Stored items
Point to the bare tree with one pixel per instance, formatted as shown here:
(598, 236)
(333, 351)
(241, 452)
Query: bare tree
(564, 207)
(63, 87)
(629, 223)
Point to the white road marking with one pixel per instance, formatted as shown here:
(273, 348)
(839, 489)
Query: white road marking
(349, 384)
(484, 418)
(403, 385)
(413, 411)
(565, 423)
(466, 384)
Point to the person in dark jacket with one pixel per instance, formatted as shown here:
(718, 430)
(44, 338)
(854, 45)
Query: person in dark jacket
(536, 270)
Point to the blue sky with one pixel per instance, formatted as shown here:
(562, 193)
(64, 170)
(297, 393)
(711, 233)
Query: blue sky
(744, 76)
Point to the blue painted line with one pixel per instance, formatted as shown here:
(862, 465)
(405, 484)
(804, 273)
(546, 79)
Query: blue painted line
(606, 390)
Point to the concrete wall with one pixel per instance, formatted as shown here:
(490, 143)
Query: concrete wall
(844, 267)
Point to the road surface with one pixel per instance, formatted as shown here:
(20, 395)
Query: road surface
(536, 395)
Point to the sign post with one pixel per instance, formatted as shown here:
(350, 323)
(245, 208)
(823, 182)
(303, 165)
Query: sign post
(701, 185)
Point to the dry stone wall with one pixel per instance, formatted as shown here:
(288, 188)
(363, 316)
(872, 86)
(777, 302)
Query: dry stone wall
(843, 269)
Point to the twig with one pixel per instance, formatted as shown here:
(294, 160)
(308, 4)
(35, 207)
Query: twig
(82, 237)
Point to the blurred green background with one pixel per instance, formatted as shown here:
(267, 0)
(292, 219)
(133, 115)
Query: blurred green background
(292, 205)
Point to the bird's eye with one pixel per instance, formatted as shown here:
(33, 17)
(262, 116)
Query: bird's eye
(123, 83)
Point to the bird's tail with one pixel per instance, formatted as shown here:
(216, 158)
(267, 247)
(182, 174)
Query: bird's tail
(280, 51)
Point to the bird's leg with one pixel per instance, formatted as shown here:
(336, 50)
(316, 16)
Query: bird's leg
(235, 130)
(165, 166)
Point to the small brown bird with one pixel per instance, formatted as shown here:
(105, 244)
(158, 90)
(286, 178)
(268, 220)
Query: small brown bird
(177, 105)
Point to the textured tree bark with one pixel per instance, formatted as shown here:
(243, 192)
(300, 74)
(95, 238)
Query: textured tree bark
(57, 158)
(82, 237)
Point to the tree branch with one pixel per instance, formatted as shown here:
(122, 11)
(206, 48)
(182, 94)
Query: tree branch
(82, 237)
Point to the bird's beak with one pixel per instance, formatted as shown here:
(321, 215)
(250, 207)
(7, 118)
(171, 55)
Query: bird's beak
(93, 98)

→ **WRITTEN TASK**
Rewrite all the records, swapping "instance" for "object" and leaving everything else unchanged.

→ **RESPONSE TO THE EXERCISE**
Point to the bare tree with one pixel per object, formatted as shown here:
(598, 236)
(333, 351)
(241, 452)
Query: bare tree
(564, 207)
(63, 87)
(629, 223)
Point to the white road marking with one pixel per object, formatted as shown here:
(273, 348)
(839, 489)
Query: white road marking
(349, 384)
(484, 418)
(403, 385)
(413, 411)
(565, 423)
(466, 384)
Point to the person in dark jacket with one pixel per object, formatted as shown here:
(718, 430)
(44, 338)
(854, 45)
Query: person in dark jacket
(536, 270)
Point to the blue sky with one pixel per object, formatted as shown here:
(562, 193)
(64, 170)
(297, 393)
(711, 233)
Query: blue sky
(744, 76)
Point to the blue painted line with one pixel per object, formatted as shown here:
(862, 465)
(405, 484)
(804, 273)
(546, 79)
Query: blue painted line
(606, 390)
Point to the concrete wall with one pixel per object, formatted as shown here:
(490, 143)
Query: concrete wall
(844, 267)
Point to the road surface with one pixel per object, formatted as shown here:
(20, 395)
Query: road surface
(536, 395)
Point to the sign post with one pixel per object, formatted as shown here:
(350, 323)
(245, 208)
(823, 182)
(303, 165)
Query: sign post
(701, 185)
Point to the dry stone wall with one pixel per object, formatted as shown here:
(288, 188)
(363, 316)
(872, 86)
(777, 302)
Query: dry stone wall
(843, 269)
Point to the twig with one pixel per object, formatted as shown here:
(294, 160)
(308, 4)
(35, 207)
Query: twig
(82, 237)
Point to the blurred green background with one pixel per object, formatted as shown here:
(267, 0)
(292, 219)
(133, 115)
Query: blurred green background
(292, 205)
Point to the bird's eye with one pixel per object, formatted as shown here:
(33, 17)
(262, 116)
Query: bird's eye
(123, 83)
Point to the bird's tail with one pixel per object, formatted as shown here:
(216, 158)
(267, 247)
(182, 174)
Query: bird's tail
(280, 51)
Point to the bird's leg with one pixel per object, formatted as shown here:
(336, 50)
(316, 16)
Query: bird's leg
(235, 130)
(165, 166)
Point to the small brown bird with one pixel per object, formatted as shown here:
(105, 244)
(158, 90)
(286, 178)
(268, 220)
Query: small brown bird
(177, 105)
Point to the textured tree bark with one pixel per object, formatted as shown here:
(243, 192)
(300, 74)
(95, 238)
Query: textured tree bark
(57, 158)
(82, 237)
Point to the tree branch with one pixel per object, formatted as shown here:
(122, 11)
(206, 48)
(182, 94)
Query: tree branch
(82, 237)
Point to the bird's beak with one pixel per object, formatted as shown here:
(321, 215)
(250, 207)
(7, 118)
(171, 55)
Query: bird's beak
(93, 98)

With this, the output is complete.